* [Описание задания]
Представьте эти строки в виде таблицы Markdown со столбцами «№» и «Строка», пропустив пустые строки. Изображения в ответ не включайте.

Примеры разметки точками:
******
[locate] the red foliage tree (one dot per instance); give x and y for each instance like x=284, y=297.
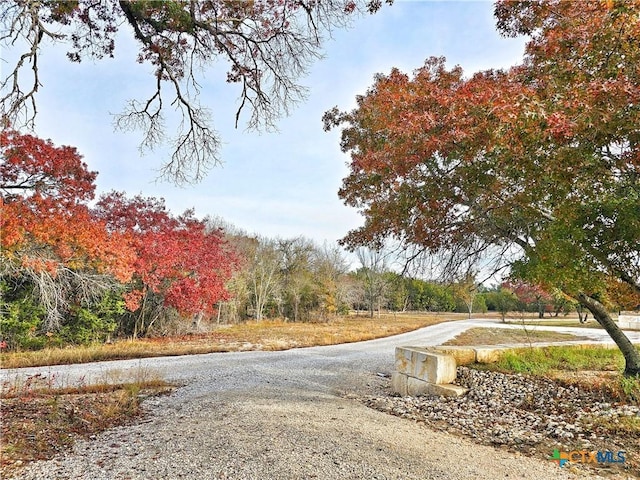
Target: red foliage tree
x=46, y=223
x=176, y=257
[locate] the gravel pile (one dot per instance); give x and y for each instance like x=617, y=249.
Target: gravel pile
******
* [Разбор решения]
| № | Строка |
|---|---|
| 1 | [locate] the red foliage tree (one dot per instance); give x and y for each instance like x=284, y=297. |
| 2 | Target: red foliage tree |
| 3 | x=46, y=223 |
| 4 | x=176, y=257 |
| 5 | [locate] the gravel pile (one dot per instance); give x and y for each instance like x=617, y=249. |
| 6 | Target: gravel pile |